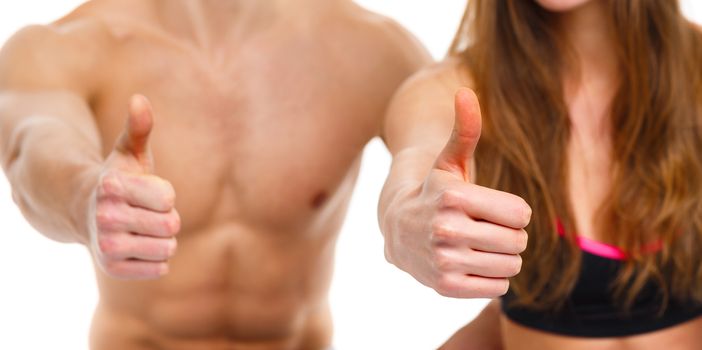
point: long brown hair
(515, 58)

——

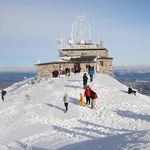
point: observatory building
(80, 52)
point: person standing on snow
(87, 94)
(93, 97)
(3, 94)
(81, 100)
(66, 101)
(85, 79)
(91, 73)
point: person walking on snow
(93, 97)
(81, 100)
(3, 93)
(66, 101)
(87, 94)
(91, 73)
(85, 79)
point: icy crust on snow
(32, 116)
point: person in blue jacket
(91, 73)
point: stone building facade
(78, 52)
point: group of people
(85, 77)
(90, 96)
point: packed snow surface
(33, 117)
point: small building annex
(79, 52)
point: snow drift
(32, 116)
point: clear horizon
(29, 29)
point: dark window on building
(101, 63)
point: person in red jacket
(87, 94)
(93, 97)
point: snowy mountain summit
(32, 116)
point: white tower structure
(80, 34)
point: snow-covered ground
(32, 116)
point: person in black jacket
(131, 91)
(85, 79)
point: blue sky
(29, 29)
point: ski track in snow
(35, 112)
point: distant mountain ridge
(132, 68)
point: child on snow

——

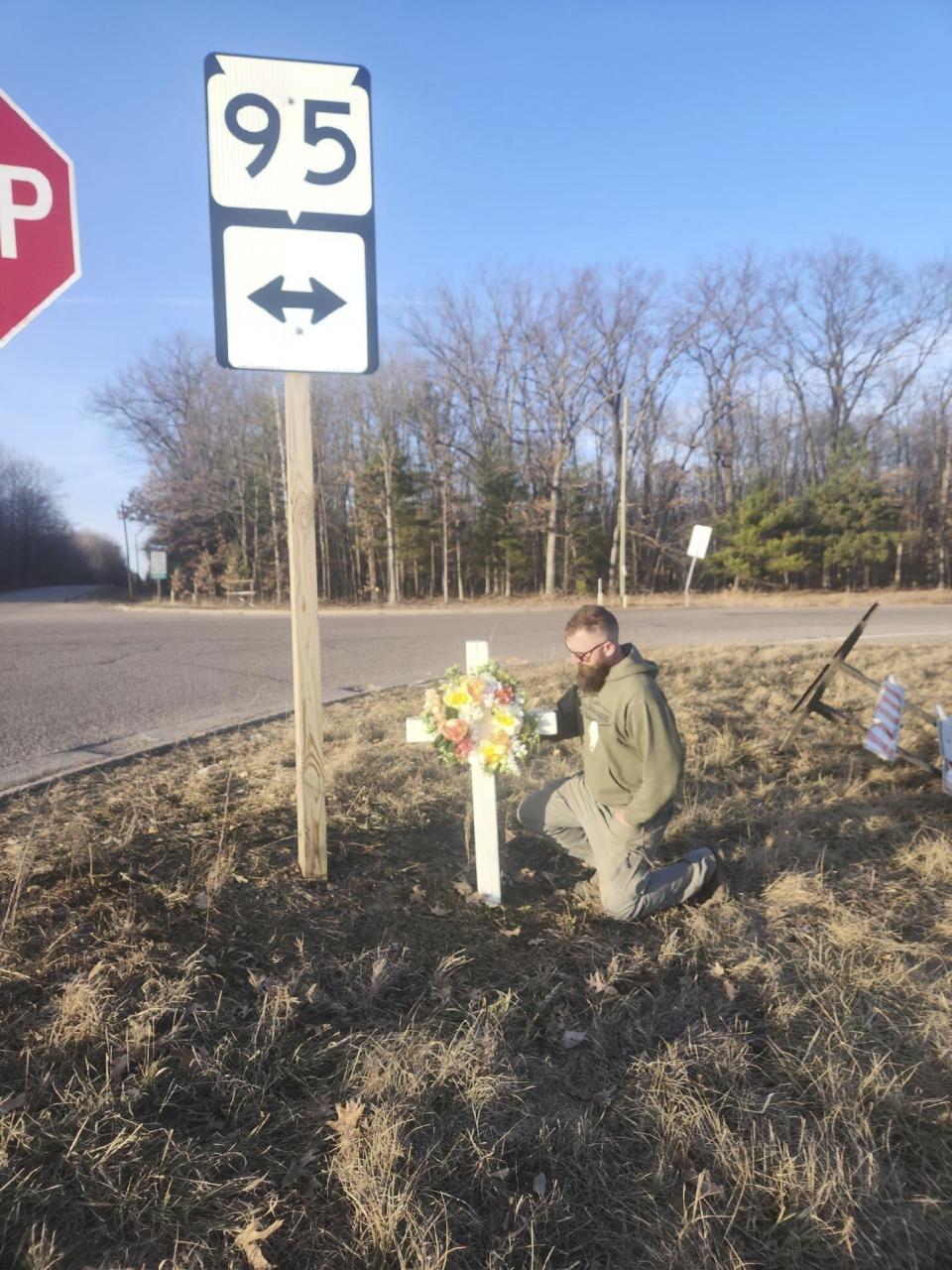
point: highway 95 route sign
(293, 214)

——

**Written problem**
State how many lines in the entries above contain the word "person". Reply with the number alone.

**Output of the task**
5